REQUIRED WORK: Beginning with the line containing "Target: kitchen island" and ending with the last line of the records, set down every line exactly.

** start STORED ROWS **

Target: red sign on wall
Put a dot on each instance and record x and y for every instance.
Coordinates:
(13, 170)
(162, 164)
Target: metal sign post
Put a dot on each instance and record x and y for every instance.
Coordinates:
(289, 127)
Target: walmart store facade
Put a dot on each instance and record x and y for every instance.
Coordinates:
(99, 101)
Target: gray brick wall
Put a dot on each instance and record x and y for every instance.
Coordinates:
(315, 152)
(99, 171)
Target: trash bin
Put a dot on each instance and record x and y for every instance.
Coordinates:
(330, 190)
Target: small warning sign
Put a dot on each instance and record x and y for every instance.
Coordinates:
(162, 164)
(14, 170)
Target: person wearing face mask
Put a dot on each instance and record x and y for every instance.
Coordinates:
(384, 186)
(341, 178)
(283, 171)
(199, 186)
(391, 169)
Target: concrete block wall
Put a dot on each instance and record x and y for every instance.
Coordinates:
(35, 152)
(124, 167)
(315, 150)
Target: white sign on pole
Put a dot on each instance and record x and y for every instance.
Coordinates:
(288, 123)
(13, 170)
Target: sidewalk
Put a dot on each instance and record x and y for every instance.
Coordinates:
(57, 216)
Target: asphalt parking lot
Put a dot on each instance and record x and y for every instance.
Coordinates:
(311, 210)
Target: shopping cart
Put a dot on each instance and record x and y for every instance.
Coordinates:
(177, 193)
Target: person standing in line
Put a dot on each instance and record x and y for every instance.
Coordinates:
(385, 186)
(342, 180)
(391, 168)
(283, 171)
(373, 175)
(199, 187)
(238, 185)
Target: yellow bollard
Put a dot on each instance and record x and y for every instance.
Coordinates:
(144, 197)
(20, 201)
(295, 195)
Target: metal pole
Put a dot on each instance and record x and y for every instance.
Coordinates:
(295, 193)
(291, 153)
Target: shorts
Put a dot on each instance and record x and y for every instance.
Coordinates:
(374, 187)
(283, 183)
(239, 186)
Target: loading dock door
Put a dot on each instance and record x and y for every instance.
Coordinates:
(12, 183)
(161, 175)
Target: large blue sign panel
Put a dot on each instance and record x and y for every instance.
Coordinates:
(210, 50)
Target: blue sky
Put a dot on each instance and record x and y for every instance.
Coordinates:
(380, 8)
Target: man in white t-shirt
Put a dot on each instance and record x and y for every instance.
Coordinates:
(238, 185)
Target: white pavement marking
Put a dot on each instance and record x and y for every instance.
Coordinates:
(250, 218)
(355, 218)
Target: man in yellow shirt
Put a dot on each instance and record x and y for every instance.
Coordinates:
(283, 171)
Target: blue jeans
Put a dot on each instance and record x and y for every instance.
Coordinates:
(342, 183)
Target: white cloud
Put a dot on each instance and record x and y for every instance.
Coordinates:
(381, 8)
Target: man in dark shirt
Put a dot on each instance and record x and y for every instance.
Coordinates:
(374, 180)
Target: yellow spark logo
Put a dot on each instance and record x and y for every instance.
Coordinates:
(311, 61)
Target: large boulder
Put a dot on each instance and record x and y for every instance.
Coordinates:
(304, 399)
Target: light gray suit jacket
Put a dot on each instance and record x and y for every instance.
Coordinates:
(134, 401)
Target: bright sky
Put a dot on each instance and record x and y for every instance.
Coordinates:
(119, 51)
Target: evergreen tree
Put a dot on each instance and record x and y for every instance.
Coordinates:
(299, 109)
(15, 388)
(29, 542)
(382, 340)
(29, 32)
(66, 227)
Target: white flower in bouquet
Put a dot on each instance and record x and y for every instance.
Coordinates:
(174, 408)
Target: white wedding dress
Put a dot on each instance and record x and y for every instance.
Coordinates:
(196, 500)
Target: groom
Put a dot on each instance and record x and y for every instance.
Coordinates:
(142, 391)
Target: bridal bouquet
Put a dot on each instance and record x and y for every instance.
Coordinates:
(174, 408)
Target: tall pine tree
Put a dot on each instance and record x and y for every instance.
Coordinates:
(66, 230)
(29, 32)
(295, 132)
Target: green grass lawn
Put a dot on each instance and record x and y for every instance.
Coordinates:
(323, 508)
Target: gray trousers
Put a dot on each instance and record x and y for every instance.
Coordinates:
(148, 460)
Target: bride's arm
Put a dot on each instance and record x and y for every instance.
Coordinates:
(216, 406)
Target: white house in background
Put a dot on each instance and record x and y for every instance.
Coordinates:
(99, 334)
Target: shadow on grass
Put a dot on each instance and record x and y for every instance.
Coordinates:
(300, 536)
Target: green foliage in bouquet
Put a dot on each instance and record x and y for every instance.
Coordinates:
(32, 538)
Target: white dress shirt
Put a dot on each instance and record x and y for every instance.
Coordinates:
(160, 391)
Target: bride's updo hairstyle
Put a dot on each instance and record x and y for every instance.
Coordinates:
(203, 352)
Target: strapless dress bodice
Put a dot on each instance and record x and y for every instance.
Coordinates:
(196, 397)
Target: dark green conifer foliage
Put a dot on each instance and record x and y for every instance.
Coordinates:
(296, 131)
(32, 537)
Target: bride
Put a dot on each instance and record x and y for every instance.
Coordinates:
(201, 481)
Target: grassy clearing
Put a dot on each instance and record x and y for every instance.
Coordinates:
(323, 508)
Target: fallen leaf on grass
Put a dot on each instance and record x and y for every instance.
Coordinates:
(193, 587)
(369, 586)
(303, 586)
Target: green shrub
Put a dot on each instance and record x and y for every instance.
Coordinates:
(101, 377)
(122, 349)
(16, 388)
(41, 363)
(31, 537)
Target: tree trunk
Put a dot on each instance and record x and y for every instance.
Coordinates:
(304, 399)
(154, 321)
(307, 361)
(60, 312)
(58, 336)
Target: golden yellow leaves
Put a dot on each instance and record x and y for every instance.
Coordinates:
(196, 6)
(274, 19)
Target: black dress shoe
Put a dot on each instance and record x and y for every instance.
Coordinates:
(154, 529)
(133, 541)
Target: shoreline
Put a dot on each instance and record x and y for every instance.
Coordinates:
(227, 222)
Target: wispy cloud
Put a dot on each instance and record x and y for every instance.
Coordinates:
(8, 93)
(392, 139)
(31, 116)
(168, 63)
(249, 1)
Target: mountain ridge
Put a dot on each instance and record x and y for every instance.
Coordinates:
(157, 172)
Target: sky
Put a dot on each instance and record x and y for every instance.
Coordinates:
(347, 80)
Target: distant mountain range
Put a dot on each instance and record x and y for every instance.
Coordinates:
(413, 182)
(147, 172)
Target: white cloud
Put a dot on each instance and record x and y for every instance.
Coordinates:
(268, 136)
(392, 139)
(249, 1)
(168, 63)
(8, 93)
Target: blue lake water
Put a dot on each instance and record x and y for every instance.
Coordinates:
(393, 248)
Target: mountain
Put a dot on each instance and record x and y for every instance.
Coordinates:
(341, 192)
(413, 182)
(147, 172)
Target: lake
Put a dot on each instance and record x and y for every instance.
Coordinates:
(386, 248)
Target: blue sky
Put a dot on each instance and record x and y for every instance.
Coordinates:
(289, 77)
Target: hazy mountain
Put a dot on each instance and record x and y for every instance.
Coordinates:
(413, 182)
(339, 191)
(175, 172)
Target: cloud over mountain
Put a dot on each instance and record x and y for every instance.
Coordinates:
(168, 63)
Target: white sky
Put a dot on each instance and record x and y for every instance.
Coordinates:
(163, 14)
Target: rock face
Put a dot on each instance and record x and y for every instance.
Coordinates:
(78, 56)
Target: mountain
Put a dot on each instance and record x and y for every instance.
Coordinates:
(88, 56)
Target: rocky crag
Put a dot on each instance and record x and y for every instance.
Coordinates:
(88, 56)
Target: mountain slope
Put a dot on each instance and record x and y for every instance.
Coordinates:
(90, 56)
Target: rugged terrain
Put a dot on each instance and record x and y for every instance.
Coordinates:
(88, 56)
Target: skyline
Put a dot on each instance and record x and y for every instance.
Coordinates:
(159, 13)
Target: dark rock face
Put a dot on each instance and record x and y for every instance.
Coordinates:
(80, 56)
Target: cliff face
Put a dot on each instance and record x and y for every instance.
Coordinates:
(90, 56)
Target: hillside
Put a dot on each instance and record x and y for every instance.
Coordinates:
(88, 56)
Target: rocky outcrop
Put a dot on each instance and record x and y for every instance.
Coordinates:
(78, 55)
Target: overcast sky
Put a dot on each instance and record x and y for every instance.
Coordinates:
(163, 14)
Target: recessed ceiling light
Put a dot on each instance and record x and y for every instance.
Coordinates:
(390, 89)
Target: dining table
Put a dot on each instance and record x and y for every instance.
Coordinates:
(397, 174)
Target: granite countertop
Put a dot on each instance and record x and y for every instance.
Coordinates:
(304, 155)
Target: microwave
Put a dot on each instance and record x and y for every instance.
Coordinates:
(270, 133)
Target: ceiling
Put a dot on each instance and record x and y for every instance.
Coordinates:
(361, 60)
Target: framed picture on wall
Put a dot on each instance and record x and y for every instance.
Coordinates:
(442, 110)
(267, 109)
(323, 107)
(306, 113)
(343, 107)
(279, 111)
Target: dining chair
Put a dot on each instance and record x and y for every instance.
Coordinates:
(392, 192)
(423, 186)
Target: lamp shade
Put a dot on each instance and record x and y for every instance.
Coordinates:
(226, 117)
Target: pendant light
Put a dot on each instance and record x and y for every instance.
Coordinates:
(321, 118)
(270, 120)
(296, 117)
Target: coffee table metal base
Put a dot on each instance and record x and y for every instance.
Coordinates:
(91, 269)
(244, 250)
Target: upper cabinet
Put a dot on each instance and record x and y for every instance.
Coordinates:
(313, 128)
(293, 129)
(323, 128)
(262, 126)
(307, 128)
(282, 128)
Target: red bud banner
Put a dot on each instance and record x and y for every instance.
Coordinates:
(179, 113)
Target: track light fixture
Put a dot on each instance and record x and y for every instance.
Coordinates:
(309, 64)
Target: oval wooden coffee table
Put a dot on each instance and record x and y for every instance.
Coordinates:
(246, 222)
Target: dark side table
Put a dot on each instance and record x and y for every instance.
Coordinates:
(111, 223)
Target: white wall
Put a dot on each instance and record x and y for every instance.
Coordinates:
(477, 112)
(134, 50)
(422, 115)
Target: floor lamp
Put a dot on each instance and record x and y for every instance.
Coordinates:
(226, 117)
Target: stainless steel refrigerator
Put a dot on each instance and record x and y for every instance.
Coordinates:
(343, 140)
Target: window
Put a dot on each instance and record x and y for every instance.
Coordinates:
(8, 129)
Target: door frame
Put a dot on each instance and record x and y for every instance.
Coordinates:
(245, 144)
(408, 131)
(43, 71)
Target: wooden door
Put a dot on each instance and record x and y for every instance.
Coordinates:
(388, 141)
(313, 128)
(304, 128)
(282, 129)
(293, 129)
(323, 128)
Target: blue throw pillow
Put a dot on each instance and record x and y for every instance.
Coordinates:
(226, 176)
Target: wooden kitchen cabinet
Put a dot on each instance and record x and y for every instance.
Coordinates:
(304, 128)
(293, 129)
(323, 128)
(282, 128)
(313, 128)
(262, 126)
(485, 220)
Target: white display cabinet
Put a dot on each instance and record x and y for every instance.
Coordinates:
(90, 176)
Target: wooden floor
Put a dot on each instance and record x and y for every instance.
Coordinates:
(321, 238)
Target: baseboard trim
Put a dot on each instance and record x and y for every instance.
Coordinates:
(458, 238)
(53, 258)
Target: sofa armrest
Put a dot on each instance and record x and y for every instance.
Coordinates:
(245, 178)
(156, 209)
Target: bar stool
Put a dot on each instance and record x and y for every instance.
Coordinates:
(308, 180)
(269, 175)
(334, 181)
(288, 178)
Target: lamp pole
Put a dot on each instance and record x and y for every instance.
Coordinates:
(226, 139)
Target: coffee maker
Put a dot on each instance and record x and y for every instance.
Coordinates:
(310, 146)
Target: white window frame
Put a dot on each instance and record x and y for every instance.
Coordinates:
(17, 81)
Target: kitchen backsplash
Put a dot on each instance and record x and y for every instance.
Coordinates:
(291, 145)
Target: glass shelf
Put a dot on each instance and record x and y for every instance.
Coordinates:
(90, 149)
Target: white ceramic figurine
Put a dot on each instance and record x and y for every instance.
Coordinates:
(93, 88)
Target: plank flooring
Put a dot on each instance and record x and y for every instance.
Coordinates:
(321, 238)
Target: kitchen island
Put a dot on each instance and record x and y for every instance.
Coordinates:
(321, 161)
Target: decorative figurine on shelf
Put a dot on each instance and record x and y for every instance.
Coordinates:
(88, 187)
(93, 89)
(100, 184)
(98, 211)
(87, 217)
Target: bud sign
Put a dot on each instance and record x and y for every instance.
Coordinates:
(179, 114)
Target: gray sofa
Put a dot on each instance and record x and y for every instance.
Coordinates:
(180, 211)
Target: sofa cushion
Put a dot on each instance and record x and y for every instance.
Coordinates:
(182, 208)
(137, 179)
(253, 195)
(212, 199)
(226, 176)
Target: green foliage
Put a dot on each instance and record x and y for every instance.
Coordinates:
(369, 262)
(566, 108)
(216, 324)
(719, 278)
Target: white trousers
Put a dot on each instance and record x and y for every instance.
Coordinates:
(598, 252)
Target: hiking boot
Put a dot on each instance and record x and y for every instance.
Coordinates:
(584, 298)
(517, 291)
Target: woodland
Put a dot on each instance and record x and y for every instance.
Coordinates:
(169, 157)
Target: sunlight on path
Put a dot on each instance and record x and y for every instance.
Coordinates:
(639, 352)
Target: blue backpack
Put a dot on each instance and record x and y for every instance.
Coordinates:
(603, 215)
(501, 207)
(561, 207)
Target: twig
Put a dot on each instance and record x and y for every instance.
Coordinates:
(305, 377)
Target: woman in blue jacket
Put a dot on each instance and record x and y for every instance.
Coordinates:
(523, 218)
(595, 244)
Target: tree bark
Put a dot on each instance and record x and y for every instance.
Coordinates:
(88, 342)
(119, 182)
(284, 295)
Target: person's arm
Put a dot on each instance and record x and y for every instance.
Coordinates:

** end STORED ROWS **

FULL SOLUTION:
Target: kitchen island
Put a dot on each instance and record x and y for every instance.
Coordinates:
(321, 161)
Target: decorative figurine on shelf
Put a dot on each instance and record x and y for every instance.
Coordinates:
(88, 187)
(93, 89)
(100, 184)
(98, 211)
(87, 217)
Target: bud sign
Put a dot on each instance and record x and y for every instance.
Coordinates:
(179, 114)
Target: gray sofa
Put a dot on each instance and record x and y for every instance.
Coordinates:
(180, 211)
Target: sofa cushion
Put a dot on each instance and record x and y for every instance.
Coordinates:
(182, 208)
(137, 179)
(253, 195)
(212, 199)
(226, 176)
Target: green foliage
Put a dot on each instance and record x and y for every instance.
Coordinates:
(369, 262)
(566, 108)
(216, 324)
(719, 278)
Target: white trousers
Put a dot on each instance and record x and y for every instance.
Coordinates:
(598, 252)
Target: hiking boot
Put a dot on each instance and record x and y for every instance.
Coordinates:
(584, 298)
(517, 291)
Target: woodland
Put a dot on each instance and record x and y for every instance.
Coordinates:
(169, 157)
Target: sunlight on path
Put a dot on each instance and record x and y for every instance.
Coordinates:
(639, 352)
Target: blue backpack
Put a dot on each instance and record x and y for every instance.
Coordinates:
(603, 215)
(501, 207)
(561, 207)
Target: twig
Put a dot on each instance and record x and y for every instance.
Coordinates:
(305, 377)
Target: woman in blue jacket
Put a dot on each instance and record x and y for every instance.
Coordinates:
(523, 218)
(595, 244)
Target: tree bark
Put a dot on each instance and record x and y for every instance.
Coordinates:
(88, 342)
(119, 182)
(284, 295)
Target: person's arm
Put a dot on each instance and record x and y for every instance.
Coordinates:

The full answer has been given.